--- begin ---

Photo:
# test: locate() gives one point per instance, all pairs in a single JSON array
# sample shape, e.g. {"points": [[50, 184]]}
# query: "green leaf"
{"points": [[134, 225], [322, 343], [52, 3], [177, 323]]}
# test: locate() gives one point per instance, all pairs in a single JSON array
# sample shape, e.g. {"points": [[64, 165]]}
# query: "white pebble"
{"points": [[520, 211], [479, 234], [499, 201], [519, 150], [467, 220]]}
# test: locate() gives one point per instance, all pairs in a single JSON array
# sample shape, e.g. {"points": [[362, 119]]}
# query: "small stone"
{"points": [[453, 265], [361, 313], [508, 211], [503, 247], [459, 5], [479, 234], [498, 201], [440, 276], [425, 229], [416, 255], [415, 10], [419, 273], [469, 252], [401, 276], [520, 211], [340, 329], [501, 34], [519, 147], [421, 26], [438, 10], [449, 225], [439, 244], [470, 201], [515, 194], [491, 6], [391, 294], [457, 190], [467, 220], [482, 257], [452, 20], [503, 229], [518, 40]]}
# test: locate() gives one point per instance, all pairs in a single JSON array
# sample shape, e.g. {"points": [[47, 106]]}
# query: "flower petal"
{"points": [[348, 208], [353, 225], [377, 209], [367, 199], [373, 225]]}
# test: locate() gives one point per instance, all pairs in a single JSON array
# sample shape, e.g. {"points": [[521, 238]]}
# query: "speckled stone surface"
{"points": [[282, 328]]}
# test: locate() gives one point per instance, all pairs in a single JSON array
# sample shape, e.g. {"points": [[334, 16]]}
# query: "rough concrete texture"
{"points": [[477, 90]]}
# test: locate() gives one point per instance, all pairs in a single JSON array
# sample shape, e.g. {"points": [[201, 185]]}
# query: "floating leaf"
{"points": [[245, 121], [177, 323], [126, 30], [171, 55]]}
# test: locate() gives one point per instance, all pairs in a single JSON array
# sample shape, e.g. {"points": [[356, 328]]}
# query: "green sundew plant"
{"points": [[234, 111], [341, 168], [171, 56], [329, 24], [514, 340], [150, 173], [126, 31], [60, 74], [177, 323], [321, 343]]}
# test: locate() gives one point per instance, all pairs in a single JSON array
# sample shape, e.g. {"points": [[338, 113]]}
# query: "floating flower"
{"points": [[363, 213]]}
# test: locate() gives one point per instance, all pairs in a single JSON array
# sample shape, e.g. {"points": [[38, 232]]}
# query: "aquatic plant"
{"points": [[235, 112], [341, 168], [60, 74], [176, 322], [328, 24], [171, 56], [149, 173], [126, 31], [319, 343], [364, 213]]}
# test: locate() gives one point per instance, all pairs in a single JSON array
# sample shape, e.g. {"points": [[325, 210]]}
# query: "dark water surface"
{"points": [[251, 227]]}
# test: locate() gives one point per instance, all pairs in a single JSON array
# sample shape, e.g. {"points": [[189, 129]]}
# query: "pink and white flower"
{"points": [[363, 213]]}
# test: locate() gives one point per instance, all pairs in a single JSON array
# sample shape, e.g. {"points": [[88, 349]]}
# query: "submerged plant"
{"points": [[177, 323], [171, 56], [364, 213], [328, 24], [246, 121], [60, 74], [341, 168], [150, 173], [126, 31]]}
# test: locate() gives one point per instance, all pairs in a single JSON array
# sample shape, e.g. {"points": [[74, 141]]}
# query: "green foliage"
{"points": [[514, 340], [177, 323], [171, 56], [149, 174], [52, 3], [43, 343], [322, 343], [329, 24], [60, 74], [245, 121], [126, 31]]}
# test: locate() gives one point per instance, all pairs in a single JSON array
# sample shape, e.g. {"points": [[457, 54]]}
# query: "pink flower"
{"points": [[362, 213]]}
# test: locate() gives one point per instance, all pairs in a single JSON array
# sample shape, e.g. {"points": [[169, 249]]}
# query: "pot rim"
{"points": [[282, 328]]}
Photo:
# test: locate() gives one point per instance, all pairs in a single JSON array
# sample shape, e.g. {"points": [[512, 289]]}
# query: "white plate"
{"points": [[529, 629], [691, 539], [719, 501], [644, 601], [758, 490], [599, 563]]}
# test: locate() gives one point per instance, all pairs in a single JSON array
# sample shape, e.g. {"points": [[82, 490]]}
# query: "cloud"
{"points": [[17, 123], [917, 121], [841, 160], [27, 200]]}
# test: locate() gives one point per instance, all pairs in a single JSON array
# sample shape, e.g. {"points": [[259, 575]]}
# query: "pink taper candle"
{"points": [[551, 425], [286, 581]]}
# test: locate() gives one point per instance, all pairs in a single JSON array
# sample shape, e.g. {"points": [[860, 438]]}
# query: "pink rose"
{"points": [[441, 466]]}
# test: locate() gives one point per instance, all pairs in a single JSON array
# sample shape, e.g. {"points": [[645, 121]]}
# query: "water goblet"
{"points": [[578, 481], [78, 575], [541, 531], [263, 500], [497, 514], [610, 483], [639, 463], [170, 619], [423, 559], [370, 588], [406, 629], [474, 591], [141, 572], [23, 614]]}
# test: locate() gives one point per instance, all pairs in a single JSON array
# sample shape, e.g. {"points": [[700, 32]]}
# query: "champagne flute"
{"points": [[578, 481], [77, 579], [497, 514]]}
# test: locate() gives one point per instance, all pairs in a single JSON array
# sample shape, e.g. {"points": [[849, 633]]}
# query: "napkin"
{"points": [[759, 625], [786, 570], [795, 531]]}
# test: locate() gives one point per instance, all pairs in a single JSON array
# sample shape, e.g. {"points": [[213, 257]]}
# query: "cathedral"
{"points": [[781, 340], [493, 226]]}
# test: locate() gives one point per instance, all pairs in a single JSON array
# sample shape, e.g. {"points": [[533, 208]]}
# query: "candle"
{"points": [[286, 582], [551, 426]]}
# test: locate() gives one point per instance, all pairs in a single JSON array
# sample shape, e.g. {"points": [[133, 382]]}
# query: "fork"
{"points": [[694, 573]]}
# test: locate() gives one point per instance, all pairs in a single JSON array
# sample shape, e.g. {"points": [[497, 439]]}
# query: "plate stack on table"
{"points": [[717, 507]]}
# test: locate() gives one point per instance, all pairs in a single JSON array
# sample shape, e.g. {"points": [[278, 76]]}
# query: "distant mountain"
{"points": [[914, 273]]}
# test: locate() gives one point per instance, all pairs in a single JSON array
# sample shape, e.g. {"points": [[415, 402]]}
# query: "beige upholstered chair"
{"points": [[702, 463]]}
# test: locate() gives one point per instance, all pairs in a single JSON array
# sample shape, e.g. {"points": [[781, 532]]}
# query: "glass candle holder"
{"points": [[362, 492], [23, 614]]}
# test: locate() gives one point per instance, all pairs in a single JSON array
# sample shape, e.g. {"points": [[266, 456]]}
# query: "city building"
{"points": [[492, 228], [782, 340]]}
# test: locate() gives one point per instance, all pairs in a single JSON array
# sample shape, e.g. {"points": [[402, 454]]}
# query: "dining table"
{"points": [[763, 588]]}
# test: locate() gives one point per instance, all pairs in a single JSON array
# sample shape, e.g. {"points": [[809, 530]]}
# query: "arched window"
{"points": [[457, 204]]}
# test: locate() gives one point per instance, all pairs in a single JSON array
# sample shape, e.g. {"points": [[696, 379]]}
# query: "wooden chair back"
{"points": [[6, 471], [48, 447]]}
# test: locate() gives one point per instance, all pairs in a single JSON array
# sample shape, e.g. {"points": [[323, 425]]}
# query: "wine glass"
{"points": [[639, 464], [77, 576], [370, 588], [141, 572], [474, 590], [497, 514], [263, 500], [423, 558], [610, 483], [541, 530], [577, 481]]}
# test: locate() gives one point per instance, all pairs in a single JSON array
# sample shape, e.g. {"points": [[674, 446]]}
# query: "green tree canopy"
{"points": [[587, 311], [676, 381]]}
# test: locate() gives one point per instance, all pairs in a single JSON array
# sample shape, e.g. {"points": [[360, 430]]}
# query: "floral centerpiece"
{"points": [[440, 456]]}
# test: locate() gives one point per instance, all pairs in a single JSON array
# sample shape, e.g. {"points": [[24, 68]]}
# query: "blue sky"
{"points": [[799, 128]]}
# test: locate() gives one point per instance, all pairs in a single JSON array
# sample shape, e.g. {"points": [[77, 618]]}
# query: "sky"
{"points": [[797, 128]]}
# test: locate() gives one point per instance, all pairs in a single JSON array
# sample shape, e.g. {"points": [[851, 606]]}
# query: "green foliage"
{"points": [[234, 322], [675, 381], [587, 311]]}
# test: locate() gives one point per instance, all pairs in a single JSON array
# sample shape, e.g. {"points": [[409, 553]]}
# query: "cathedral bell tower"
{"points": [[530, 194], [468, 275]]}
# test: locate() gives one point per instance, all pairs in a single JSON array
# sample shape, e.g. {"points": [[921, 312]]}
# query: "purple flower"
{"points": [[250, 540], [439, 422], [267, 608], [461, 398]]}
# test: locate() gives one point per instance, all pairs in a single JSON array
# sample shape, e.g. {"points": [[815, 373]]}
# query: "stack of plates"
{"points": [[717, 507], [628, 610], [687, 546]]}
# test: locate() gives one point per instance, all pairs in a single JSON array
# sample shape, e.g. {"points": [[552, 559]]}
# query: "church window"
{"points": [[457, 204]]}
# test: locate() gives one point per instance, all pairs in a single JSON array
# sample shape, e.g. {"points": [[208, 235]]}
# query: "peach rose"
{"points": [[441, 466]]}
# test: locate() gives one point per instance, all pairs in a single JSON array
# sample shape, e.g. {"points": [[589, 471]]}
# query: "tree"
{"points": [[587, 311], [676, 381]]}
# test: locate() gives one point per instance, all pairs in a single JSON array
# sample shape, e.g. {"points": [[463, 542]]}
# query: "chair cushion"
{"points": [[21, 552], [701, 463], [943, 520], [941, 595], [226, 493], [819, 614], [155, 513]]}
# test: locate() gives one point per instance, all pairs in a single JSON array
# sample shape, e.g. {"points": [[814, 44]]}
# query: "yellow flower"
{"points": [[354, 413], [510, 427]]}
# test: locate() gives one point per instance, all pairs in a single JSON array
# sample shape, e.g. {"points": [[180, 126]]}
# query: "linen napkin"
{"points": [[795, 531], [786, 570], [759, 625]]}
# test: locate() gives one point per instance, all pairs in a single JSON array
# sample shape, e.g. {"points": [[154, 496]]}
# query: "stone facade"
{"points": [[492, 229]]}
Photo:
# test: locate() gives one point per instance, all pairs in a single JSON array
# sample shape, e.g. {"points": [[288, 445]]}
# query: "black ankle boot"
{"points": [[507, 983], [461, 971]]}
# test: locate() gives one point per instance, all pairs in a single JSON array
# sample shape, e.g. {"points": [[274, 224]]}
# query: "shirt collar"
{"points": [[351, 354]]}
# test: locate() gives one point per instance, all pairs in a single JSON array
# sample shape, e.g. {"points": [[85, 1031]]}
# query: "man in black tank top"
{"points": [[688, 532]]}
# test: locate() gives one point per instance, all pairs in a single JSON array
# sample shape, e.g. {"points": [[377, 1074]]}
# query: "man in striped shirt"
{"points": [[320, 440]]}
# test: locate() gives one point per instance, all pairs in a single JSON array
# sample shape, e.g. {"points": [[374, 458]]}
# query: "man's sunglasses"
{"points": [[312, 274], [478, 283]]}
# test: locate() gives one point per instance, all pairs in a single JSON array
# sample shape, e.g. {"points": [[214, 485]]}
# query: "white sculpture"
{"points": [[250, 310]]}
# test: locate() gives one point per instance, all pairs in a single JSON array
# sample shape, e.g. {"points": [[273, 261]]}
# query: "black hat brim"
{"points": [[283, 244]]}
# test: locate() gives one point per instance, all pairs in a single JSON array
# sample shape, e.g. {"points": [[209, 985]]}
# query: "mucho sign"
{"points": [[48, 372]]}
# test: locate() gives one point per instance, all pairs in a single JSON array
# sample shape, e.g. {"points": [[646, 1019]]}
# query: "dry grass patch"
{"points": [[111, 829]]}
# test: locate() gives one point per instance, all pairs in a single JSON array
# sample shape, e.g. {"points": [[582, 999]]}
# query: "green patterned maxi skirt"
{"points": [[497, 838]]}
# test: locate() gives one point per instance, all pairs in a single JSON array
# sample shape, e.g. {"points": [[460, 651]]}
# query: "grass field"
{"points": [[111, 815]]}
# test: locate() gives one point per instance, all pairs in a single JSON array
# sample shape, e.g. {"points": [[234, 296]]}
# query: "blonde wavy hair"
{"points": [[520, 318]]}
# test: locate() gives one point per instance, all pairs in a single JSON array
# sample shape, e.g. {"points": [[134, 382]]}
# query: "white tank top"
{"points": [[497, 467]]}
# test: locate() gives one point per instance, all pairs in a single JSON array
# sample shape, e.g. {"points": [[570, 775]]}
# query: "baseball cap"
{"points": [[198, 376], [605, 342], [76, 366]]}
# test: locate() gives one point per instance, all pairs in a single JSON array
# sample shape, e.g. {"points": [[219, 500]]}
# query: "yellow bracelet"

--- end ---

Copy every line of the records above that contains the string "black", matching its case exactly.

- **WORKED ANSWER**
# query: "black ankle boot"
# query: "man in black tank top"
# query: "black hat brim"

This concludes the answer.